What the task asks:
Copy every entry below word for word, leaving out the pictures.

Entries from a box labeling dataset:
"""

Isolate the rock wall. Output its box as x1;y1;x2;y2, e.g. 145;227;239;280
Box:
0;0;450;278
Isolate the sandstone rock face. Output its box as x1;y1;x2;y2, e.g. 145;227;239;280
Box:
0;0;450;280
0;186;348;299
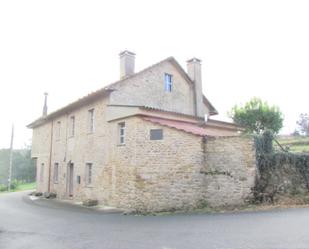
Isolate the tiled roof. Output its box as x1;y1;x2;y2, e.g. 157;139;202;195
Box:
27;57;218;128
142;116;236;137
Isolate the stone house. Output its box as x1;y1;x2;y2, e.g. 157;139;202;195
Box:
28;51;256;211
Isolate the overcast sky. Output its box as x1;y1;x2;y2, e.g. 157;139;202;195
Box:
0;0;309;148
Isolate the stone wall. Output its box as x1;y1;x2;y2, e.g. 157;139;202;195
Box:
110;61;201;115
110;117;256;211
33;106;255;211
202;136;256;206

"""

Solution for this task:
Isolate the rock wall. Output its box as x1;y1;x2;y2, e.g. 145;227;239;280
Box:
0;0;450;278
Isolate the sandstone rock face. Output its box as x1;y1;x2;y2, e.g. 145;227;239;280
Box:
0;0;450;280
0;186;348;299
Isolate the tiled roof. Output its box as x1;y1;x2;y2, e.g. 157;139;202;195
Box:
27;57;218;128
142;116;236;137
Isolate the stone house. Output its box as x1;y1;x2;y2, e.g. 157;139;202;195
Box:
28;51;256;211
Isolate the overcast sky. Output its box as x1;y1;x2;y2, e.g. 157;139;202;195
Box:
0;0;309;148
Isolate the stone wall. Output its box as x1;y1;x2;y2, e.g. 157;139;202;195
Box:
110;61;201;115
110;117;256;211
33;106;255;211
202;136;256;206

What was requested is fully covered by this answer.